◆ PASSAGE TO READ:
Using Trello or Asana example again, it might suggest a template, pre-fill fields, or automate repetitive steps. These touches make the experience smoother and reduce friction — making your product more sticky.
2. Prediction
Prediction goes one step further. By analysing behavioral data at scale, you can identify patterns that signal what a user is likely to do next. Are they about to churn? Are they primed for an upsell? Are they stuck at a bottleneck?
With these insights, you can intervene proactively — offering help before frustration sets in, nudging users toward valuable features, or offering incentives at just the right moment. This kind of predictive capability not only improves the user experience but also drives key business outcomes like retention and expansion.
3. 10x better generative AI products
This is where the latest advances in AI come into play. While anyone can plug an off-the-shelf LLM into their product today, what makes your generative AI truly stand out is the context you can feed it.
A generic AI created by a new entrant will usually produce something too broad to be useful. But if your system already knows the user’s role, recent activity, preferred formats, and the specific project they’re working on, it can deliver a report that’s almost exactly what they need — without extra prompting from the user’s side.
Think of it like ordering at a restaurant. A user trying out a new AI product is like telling the waiter, “I’d like a meal, please.” You’ll get something, but it might not suit your preferences. A context-aware system is like the waiter knowing your dietary needs, favourite flavours, and portion size. In product terms, this means automating the context and providing it to the AI behind the scenes, creating a product experience that feels almost magical to the user.
The long game: Data flywheels and network effects
The magic of leveraging data isn’t just in the immediate improvements — it’s in the compounding advantage you build over time.

◆ EXTRACTED DATA:

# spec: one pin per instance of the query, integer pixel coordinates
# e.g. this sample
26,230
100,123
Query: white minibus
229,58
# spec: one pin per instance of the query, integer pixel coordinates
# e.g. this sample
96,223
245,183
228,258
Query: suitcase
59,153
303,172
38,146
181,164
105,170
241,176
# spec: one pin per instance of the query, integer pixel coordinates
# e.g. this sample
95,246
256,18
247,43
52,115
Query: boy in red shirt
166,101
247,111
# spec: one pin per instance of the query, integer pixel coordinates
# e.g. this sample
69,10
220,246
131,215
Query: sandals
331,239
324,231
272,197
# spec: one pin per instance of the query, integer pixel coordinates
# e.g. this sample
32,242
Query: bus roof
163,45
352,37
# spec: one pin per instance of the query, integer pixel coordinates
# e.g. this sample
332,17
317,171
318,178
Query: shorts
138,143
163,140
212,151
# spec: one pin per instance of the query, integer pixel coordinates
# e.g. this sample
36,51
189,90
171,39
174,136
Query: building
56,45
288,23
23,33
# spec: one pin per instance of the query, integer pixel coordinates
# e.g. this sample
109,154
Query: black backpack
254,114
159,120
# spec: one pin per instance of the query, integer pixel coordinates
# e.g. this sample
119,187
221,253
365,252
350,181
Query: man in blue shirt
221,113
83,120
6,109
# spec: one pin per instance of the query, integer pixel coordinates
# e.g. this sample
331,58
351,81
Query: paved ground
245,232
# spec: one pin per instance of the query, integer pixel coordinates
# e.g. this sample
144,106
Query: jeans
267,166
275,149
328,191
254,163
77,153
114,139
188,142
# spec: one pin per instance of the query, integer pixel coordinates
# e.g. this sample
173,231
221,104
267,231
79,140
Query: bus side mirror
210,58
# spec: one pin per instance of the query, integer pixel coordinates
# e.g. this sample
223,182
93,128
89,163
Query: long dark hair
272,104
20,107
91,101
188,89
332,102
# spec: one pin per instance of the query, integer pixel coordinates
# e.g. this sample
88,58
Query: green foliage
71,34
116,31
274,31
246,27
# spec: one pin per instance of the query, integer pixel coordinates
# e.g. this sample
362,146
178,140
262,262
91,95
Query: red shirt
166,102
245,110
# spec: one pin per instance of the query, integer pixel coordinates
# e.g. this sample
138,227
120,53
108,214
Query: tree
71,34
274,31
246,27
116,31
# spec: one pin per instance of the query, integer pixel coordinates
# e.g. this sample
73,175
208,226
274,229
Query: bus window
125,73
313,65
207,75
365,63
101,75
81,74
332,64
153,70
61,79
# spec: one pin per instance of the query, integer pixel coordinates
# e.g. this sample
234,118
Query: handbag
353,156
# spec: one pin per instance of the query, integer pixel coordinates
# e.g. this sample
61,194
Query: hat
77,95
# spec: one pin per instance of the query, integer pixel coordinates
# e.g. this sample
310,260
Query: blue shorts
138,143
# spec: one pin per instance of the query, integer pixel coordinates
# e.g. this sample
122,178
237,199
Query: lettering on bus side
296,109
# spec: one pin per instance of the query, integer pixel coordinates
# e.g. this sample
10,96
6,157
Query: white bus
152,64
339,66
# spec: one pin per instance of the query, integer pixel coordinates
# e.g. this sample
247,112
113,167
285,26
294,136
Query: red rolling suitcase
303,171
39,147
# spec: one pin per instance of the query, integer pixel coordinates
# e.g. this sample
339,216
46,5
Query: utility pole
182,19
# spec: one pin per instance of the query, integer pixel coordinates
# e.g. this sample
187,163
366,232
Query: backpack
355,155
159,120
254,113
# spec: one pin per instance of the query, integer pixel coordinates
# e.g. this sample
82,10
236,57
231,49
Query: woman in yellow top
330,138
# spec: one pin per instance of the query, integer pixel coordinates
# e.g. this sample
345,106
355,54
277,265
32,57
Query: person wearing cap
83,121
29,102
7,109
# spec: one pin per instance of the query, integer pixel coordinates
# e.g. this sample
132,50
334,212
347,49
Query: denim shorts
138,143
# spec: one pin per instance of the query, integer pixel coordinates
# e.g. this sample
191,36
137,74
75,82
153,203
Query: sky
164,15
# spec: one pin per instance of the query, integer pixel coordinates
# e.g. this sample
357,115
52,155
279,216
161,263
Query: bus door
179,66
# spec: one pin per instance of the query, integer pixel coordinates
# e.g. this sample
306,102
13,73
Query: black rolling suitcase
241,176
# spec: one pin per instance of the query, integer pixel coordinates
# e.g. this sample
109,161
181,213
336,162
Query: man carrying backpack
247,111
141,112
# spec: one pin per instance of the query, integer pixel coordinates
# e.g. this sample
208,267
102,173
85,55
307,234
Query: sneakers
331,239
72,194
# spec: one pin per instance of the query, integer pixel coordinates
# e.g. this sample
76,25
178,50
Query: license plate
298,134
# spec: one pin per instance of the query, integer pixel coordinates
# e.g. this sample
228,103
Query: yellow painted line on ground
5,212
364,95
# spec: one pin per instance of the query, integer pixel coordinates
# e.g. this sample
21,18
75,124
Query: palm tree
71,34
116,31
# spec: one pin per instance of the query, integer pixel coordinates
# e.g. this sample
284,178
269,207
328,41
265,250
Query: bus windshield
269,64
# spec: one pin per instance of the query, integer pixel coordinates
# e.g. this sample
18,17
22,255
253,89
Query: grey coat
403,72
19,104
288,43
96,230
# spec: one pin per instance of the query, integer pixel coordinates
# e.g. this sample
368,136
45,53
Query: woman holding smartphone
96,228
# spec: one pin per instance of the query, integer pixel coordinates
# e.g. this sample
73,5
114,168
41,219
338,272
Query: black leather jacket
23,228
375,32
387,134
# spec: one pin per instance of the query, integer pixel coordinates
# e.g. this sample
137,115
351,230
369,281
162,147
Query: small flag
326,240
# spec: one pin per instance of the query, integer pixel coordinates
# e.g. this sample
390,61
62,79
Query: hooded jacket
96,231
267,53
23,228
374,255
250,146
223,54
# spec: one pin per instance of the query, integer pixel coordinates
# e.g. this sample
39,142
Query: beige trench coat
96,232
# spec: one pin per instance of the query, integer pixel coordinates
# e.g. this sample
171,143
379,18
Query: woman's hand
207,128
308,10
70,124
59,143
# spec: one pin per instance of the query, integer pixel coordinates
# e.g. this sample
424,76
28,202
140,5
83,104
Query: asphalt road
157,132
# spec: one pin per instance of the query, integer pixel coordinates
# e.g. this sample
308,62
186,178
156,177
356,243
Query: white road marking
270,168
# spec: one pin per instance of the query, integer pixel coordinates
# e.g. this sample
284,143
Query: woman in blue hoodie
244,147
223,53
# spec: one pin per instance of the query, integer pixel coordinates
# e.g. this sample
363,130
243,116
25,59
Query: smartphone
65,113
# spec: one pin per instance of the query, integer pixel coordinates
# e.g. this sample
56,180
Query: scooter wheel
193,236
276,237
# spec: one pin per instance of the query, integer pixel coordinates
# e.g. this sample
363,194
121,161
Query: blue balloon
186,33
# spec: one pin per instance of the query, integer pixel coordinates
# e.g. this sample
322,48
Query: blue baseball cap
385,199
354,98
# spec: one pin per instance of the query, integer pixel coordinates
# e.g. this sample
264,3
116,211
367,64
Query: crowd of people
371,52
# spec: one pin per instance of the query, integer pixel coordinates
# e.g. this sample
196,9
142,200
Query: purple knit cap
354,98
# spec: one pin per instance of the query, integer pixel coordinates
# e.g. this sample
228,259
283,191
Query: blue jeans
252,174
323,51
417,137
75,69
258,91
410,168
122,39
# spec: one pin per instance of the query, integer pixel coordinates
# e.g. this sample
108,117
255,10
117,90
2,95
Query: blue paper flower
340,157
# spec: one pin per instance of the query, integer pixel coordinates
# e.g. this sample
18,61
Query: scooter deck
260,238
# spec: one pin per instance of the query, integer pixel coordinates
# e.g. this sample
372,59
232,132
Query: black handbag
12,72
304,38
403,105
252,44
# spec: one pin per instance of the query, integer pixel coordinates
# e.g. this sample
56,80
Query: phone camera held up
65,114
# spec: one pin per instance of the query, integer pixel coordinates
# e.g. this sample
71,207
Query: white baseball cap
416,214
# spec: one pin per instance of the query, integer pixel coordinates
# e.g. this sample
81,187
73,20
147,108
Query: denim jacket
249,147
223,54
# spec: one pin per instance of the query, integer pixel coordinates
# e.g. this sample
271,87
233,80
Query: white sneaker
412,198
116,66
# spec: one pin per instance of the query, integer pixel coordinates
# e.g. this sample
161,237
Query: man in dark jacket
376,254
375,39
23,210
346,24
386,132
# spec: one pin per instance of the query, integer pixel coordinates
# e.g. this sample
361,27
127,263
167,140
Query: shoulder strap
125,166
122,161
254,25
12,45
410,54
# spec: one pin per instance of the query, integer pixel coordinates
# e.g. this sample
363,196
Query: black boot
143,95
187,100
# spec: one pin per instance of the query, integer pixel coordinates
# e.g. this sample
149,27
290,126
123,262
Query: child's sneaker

◆ TASK REQUIREMENTS:
1/ Copy the part of the passage on data-driven products between "A generic AI" and "the user’s side.", inclusive, replacing "report" with "summary".
2/ Extend the passage on data-driven products by writing what comes after its final sentence.
The rows aren't needed for this work.

◆ YOUR WRITTEN ANSWERS:
1/
A generic AI created by a new entrant will usually produce something too broad to be useful. But if your system already knows the user’s role, recent activity, preferred formats, and the specific project they’re working on, it can deliver a summary that’s almost exactly what they need — without extra prompting from the user’s side.

2/
The data flywheel works like this: as your product collects more data, it learns and improves. Users then get more value, which encourages deeper engagement, generating even richer data. This creates a self-reinforcing loop that’s hard for competitors to catch up with. Competitors might copy features, but they won’t have the same depth of understanding about your users’ needs.
In collaborative or community-driven products, this advantage is amplified by network effects. As more users contribute data (structured or unstructured), the product becomes more valuable for everyone. Switching costs increase, not just because users are used to your interface, but because their data and workflows are embedded in your ecosystem — we’ll explore this a bit more in another post on Distribution.
Key takeaways
In a world where it’s easier than ever to spin up new products, data remains a key competitive advantage — if you know how to use it.
Start with a clear understanding of the proprietary data you have — inputted, behavioral, and unstructured — and complement it with metadata and external datasets where useful.
Use this data to deliver personalized experiences, predictive interventions, and context-rich generative AI to make your product frictionless.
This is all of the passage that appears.